Dataset records:

start

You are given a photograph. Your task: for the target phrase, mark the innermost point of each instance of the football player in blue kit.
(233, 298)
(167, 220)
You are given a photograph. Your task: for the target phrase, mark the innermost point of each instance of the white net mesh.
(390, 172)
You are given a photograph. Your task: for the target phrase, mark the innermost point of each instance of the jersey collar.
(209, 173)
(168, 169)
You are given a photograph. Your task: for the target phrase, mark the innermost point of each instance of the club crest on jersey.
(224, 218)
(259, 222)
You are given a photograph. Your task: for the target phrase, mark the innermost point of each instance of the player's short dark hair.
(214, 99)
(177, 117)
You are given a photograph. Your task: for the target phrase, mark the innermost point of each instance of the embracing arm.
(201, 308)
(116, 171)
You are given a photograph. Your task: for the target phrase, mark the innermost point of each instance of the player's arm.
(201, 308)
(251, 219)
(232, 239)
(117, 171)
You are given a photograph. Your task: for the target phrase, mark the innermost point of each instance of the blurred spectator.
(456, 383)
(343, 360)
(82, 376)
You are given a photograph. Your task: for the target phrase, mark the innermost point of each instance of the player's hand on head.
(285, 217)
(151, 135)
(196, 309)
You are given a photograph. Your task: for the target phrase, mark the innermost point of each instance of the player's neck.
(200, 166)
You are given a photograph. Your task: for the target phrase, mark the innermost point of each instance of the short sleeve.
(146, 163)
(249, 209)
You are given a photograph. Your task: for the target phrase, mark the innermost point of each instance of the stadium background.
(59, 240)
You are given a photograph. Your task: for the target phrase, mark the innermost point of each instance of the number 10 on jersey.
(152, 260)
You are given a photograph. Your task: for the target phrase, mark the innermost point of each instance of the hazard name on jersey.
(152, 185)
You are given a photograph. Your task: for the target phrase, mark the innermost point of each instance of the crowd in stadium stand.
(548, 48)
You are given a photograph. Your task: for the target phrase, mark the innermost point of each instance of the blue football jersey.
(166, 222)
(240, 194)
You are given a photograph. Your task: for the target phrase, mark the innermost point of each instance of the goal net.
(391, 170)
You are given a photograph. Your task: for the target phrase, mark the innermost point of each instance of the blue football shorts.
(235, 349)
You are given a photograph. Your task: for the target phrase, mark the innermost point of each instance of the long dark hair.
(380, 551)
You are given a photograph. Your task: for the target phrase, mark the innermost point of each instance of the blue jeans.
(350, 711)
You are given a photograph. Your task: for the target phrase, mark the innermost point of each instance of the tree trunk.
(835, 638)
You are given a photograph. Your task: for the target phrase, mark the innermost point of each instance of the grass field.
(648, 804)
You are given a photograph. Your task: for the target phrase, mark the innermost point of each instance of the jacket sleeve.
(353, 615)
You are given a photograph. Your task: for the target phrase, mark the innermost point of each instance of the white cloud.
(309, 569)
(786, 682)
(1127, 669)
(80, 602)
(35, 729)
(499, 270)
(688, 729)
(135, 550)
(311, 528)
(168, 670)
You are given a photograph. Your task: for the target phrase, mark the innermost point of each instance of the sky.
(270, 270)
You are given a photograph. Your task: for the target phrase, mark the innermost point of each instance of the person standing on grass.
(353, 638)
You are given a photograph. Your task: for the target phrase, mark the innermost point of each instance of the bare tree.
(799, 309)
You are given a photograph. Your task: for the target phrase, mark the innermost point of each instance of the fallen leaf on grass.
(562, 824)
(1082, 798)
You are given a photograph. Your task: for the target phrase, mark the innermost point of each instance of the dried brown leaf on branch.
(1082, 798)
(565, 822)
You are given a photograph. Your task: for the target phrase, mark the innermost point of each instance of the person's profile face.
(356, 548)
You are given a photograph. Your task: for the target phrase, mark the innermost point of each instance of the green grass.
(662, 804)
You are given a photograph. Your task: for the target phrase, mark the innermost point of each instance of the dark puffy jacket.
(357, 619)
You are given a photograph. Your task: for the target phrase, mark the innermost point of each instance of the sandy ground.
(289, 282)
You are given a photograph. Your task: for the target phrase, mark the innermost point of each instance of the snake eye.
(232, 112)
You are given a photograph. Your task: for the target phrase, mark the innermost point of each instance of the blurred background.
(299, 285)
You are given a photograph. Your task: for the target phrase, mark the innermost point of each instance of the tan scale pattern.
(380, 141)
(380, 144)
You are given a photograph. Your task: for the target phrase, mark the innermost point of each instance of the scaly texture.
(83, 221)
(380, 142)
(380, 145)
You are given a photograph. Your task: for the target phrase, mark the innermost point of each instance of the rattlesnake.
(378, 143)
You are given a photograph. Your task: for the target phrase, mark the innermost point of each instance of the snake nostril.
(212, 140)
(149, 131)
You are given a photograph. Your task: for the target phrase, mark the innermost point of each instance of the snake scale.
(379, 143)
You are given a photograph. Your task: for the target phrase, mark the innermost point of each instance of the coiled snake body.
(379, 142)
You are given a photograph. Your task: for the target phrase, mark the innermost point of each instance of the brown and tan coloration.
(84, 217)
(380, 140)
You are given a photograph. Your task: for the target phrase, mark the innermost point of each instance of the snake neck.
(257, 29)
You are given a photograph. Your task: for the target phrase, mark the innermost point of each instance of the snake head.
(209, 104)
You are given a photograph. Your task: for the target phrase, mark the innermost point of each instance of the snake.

end

» AIM OF THE TASK
Copy all of the lines above word for word, without changing anything.

» SOLUTION TO THIS TASK
You are given a photograph. Your task: for the target phrase, mark the innermost point of each instance of the football player in blue kit.
(233, 298)
(167, 220)
You are given a photograph. Your task: for the target phrase, mark the innermost point of each instance of the white net mesh.
(390, 172)
You are given a photograph. Your task: for the target phrase, mark the innermost point of each instance of the jersey collar.
(209, 173)
(168, 169)
You are given a photograph. Your task: for the target phrase, mark the innermost point of each instance of the club crest on jersey.
(224, 218)
(259, 222)
You are given a photograph. Your task: for the target phrase, mark the innermost point of each instance of the player's short dark hair.
(214, 99)
(177, 117)
You are given a photograph. Your task: for the target phrase, mark the innermost point of each instance of the embracing arm.
(201, 308)
(116, 171)
You are given a photograph. Your task: for the target phrase, mark the innermost point of each instance of the player's arm.
(201, 308)
(251, 219)
(232, 239)
(117, 171)
You are given a photograph. Your task: for the target phrase, mark the innermost point of each instance of the blurred spectator.
(456, 383)
(343, 360)
(82, 376)
You are given a photograph. Your task: for the target phrase, mark the innermost point of each instance of the player's hand on head.
(285, 217)
(151, 135)
(196, 309)
You are given a photograph. Your task: for the target phrase, mark the innermost point of each instance of the player's neck.
(200, 166)
You are given a photograph. Your task: for the target phrase, mark the innermost point of each instance of the short sleeve.
(146, 163)
(249, 209)
You are given a photograph. Your task: for the target phrase, mark the innermost point of each instance of the stadium background.
(59, 240)
You are given a photograph. Your task: for the target phrase, mark the innermost point of each instance of the number 10 on jersey.
(152, 260)
You are given a photograph. Your task: for the target phrase, mark the innermost point of each instance of the hazard name on jersey.
(152, 185)
You are given a photograph. Your task: for the target phrase, mark the innermost point of each instance of the crowd in stadium stand.
(548, 48)
You are given a photograph. Your task: for the target phrase, mark the innermost point of each instance of the blue football jersey.
(166, 222)
(240, 194)
You are given a photograph. Your task: for the target phrase, mark the innermost point of each instance of the goal net.
(391, 170)
You are given a photograph. Your task: for the target phrase, mark the innermost point of each instance of the blue football shorts.
(235, 349)
You are given a photograph. Your task: for the target phrase, mark the innermost point of each instance of the long dark hair.
(380, 551)
You are given a photograph. Your task: for the target phrase, mark the innermost point of each instance of the blue jeans.
(350, 711)
You are given a photograph. Your task: for the target phrase, mark the innermost point of each instance of the tree trunk.
(835, 638)
You are given a photograph. Your task: for the target phrase, mark the innermost point of each instance of the grass field.
(648, 804)
You are given a photograph. Your task: for the target phrase, mark the innermost point of each instance of the jacket sleeve.
(353, 615)
You are given a photograph. Your task: for the target phrase, mark the innermost point of each instance of the white cloud.
(309, 569)
(786, 682)
(1127, 669)
(80, 602)
(35, 729)
(499, 270)
(688, 729)
(135, 550)
(311, 528)
(168, 670)
You are given a photograph. Your task: for the target phrase, mark the innermost point of each instance of the sky.
(270, 270)
You are given a photograph. Your task: for the target phrase, mark the innermost point of each instance of the person standing on grass.
(353, 638)
You are given a photograph. Your task: for the target phrase, mark the innermost point of each instance of the bare tree.
(799, 309)
You are given a photograph. Your task: for the target phrase, mark the innermost point of each instance of the fallen leaf on grass.
(562, 824)
(1082, 798)
You are given a photograph. Your task: for the target phrase, mark the innermost point of each instance of the dried brown leaf on branch.
(1082, 798)
(565, 822)
You are given a photograph. Your task: for the target phrase, mark the innermost point of each instance of the person's profile face.
(356, 548)
You are given a photograph. Your task: for the target phrase, mark the innermost point of each instance of the green grass.
(662, 804)
You are given a photograph. Your task: for the target phrase, mark the innermost point of each instance of the dark puffy jacket.
(357, 619)
You are given a photograph. Your task: for the target phrase, mark the innermost point of each instance of the sandy ground.
(289, 282)
You are given a photograph. Your task: for the target phrase, mark the innermost point of each instance of the snake eye.
(232, 112)
You are given a photograph. Your task: for the target phrase, mark the innermost point of each instance of the blurred background.
(299, 285)
You are given a photograph. Your task: for the target phrase, mark the innermost point of each instance of the tan scale pattern.
(380, 141)
(380, 144)
You are given a photograph. Your task: for the target phrase, mark the innermost point of each instance of the scaly texture.
(83, 221)
(380, 142)
(380, 145)
You are given a photograph. Your task: for the target phrase, mark the innermost point of each instance of the rattlesnake.
(378, 143)
You are given a photograph. Your task: for the target phrase, mark the innermost point of each instance of the snake nostril.
(212, 140)
(149, 131)
You are given a photograph. Your task: for the target phrase, mark the innermost point of each instance of the snake scale.
(379, 143)
You are given a photograph. Your task: for the target phrase, mark the innermost point of each instance of the coiled snake body.
(379, 142)
You are given a photograph. Your task: for the target phrase, mark the innermost point of each instance of the brown and tan coloration.
(84, 217)
(380, 140)
You are given a photograph. Your task: for the target phrase, mark the innermost point of each instance of the snake neck.
(257, 29)
You are given a photograph. Your task: for the target phrase, mark the innermost point of each instance of the snake head.
(209, 104)
You are given a photograph. Your task: for the target phrase, mark the innermost point of each instance of the snake.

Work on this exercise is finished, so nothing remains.